What you should do: Could you give the records again from the line with "Target: grass tuft" through the end of the records, changing "juvenile" to "young" and leaving everything else the same?

═══ Listing

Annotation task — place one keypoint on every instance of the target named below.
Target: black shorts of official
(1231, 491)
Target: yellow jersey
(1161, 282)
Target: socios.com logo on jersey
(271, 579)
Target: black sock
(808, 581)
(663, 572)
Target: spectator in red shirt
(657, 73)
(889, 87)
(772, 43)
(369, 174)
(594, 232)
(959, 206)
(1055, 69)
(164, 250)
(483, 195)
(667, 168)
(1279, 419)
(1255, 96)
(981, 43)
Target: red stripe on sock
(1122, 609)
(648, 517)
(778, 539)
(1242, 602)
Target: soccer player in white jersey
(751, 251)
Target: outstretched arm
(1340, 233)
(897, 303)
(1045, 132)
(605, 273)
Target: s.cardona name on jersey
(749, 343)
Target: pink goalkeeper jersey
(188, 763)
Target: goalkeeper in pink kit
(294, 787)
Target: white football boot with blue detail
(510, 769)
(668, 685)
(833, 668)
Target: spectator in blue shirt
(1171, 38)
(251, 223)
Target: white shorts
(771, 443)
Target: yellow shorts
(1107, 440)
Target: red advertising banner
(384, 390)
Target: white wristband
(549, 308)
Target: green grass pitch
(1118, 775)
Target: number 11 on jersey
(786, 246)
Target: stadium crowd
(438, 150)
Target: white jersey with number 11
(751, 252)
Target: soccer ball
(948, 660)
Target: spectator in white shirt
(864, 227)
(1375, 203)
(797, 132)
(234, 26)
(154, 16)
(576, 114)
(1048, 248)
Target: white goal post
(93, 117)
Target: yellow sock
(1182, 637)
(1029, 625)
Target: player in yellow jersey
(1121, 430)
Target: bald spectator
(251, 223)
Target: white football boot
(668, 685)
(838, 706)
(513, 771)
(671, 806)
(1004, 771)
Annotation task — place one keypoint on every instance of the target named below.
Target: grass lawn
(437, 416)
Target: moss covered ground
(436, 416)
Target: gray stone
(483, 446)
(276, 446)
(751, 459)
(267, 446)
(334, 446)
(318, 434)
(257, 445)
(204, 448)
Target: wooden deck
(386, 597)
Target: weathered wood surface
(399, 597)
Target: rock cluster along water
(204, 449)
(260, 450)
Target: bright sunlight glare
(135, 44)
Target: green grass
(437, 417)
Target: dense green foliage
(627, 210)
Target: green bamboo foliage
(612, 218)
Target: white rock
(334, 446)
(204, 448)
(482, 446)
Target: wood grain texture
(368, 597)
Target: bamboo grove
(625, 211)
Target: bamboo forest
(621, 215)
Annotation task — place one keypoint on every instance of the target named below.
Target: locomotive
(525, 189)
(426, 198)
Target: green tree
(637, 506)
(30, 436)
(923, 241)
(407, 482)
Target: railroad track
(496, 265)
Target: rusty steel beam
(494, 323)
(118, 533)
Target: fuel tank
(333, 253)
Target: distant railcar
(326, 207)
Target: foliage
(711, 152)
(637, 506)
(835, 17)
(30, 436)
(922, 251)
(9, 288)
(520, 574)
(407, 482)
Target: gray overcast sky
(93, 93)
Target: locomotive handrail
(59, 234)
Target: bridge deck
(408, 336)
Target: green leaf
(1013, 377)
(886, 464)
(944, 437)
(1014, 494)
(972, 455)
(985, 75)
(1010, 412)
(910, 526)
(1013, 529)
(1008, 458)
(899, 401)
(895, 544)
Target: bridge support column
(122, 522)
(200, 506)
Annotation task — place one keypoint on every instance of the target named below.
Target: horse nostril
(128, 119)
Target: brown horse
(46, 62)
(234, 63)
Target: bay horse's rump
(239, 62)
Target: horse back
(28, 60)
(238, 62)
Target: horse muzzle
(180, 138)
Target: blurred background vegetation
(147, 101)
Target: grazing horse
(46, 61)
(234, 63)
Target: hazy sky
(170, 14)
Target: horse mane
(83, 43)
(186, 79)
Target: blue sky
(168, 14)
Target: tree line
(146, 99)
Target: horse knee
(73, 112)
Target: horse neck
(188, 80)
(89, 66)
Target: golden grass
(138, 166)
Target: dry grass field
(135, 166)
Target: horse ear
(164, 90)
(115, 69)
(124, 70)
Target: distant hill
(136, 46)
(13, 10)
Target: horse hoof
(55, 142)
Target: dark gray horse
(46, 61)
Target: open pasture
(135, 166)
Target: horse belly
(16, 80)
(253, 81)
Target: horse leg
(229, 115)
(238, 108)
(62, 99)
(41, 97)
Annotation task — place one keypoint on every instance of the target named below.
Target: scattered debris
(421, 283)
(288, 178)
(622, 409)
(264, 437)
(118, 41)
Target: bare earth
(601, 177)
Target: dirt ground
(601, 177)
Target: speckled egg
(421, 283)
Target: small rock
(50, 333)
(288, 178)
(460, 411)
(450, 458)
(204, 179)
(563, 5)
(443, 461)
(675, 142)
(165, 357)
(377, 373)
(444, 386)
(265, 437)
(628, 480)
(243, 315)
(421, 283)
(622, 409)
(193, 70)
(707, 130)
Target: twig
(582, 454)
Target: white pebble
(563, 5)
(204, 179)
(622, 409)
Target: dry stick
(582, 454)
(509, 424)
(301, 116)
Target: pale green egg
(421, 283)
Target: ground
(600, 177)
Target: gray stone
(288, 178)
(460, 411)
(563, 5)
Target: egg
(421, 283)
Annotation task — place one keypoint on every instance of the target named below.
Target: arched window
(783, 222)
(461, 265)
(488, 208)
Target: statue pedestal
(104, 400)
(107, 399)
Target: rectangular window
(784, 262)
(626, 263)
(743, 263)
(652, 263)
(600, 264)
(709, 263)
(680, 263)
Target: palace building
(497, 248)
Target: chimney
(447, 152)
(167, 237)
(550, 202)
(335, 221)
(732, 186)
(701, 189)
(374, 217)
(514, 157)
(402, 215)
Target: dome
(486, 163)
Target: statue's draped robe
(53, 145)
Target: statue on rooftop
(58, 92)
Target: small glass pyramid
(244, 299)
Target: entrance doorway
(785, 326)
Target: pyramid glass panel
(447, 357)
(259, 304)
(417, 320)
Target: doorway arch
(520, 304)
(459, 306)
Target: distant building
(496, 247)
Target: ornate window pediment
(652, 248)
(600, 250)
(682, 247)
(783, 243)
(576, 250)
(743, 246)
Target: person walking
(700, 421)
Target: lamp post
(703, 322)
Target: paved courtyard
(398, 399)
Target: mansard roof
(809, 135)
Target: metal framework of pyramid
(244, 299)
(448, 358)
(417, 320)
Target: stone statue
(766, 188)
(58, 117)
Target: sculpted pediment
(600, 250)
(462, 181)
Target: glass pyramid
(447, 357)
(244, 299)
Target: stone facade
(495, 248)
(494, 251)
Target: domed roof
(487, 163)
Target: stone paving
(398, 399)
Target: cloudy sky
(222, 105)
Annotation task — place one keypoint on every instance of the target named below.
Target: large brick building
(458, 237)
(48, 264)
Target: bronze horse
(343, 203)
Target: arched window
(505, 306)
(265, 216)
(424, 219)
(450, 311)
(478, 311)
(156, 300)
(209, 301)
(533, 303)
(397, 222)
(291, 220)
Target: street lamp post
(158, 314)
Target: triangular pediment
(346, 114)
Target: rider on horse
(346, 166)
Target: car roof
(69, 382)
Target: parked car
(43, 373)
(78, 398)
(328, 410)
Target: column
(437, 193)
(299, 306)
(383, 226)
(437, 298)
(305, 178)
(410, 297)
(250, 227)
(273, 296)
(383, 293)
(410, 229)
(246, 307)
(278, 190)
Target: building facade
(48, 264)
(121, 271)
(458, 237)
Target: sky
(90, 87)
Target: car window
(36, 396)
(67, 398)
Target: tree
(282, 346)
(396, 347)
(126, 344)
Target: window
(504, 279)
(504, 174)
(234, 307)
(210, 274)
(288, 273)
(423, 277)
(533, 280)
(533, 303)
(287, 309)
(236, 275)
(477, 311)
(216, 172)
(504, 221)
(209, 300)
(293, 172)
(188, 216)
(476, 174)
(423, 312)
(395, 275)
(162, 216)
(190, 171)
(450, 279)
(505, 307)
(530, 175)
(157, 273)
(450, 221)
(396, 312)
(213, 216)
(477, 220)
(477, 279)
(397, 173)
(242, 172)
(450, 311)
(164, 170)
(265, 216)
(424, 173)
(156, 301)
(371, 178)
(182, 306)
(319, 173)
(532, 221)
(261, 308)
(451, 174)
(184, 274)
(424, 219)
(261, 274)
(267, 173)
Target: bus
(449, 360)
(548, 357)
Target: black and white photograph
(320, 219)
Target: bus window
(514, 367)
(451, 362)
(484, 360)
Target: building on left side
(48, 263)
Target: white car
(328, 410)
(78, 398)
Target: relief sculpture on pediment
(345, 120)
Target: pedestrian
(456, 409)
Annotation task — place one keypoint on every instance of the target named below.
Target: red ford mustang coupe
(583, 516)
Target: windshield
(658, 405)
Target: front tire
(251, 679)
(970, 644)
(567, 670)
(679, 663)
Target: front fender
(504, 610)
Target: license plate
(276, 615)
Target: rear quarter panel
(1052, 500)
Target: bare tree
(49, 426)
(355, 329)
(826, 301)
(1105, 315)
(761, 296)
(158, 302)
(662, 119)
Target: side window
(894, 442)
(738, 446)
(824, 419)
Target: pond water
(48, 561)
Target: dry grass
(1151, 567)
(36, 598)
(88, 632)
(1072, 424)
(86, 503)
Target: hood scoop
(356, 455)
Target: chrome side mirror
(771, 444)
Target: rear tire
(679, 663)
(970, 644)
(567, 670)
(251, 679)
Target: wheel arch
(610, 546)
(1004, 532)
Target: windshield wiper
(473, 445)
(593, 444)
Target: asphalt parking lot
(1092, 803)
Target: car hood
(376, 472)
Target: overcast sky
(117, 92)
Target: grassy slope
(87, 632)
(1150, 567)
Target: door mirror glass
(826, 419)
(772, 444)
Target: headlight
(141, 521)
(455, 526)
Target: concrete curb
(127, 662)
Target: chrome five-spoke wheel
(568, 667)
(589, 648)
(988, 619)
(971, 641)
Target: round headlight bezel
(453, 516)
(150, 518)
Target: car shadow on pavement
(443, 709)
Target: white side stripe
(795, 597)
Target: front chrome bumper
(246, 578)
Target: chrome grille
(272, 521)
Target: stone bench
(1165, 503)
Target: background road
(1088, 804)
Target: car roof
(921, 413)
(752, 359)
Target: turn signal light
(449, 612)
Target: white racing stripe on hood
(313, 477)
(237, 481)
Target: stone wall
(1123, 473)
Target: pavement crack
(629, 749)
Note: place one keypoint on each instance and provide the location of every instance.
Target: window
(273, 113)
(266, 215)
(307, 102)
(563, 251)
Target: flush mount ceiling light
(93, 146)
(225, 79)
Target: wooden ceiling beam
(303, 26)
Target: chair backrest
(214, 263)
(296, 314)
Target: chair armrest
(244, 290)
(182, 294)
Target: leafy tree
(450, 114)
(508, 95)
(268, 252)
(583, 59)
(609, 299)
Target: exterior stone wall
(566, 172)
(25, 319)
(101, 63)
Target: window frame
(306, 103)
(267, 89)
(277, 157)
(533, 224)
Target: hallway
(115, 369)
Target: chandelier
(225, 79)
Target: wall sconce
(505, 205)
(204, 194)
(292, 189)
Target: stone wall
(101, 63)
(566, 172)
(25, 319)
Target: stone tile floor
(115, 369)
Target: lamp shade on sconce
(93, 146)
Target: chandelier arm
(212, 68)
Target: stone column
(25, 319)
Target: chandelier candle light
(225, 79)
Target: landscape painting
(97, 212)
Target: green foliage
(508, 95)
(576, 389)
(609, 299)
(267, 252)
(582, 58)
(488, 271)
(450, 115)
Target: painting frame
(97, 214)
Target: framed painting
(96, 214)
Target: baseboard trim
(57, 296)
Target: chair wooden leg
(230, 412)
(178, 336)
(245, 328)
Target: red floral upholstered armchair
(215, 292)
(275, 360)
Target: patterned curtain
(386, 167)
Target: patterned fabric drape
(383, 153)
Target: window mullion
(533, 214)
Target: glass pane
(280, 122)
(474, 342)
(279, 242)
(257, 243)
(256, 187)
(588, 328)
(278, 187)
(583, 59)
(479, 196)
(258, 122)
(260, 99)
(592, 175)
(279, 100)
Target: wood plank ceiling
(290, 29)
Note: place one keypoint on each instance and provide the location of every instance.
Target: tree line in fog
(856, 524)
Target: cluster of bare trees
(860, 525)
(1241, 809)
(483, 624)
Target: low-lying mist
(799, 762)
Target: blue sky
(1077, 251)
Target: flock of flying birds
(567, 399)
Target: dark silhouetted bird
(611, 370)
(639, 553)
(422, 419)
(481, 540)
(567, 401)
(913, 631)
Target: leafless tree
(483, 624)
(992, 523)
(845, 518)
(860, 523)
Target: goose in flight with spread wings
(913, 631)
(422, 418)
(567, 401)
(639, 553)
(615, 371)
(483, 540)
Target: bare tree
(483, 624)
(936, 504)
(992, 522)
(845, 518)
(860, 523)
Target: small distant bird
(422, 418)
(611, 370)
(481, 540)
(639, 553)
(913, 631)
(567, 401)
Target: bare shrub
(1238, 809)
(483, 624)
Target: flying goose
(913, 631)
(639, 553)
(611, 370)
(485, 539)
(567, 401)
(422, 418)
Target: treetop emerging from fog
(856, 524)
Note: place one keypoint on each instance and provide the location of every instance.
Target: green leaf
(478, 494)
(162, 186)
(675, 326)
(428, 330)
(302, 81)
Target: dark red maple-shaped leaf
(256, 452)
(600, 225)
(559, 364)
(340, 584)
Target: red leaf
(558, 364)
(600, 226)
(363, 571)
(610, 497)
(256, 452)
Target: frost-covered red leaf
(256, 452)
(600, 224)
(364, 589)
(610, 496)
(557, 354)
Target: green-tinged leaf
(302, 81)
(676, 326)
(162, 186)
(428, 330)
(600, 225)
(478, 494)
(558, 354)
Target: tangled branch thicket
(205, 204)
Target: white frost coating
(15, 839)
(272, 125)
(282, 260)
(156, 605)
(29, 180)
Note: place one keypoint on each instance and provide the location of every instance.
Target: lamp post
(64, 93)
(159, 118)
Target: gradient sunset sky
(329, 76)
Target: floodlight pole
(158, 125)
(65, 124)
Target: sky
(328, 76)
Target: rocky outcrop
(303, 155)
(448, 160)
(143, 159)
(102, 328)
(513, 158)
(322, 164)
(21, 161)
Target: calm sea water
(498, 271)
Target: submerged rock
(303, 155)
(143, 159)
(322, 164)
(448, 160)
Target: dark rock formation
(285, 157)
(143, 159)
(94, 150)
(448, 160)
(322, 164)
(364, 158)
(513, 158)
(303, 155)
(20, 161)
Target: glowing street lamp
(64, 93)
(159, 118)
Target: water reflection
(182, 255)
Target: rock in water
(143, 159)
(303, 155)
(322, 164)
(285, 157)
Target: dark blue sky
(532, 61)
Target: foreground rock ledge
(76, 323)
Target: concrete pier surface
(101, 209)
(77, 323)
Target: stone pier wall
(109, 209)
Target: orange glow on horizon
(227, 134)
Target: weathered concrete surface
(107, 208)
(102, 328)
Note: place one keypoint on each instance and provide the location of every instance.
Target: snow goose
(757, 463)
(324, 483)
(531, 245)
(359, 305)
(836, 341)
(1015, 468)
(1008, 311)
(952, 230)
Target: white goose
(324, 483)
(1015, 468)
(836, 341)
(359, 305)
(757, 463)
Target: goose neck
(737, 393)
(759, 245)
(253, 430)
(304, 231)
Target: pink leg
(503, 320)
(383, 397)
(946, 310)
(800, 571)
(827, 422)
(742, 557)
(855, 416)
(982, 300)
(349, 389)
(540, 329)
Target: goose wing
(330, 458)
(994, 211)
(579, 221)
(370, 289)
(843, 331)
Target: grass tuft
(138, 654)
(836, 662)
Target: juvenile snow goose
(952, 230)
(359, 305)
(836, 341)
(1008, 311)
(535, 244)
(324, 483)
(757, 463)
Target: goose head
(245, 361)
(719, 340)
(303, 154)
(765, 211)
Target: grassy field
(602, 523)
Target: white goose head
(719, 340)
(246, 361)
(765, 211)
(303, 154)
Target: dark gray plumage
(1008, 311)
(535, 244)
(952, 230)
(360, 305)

══════

The completed task:
Target: grass tuft
(138, 654)
(836, 662)
Target: young snow goose
(952, 230)
(359, 305)
(836, 341)
(1008, 311)
(535, 244)
(324, 483)
(757, 463)
Target: goose head
(245, 361)
(719, 340)
(303, 154)
(765, 211)
Target: grassy field
(602, 523)
Target: white goose head
(719, 340)
(246, 361)
(765, 211)
(303, 154)
Target: dark gray plumage
(1008, 311)
(535, 244)
(952, 230)
(360, 305)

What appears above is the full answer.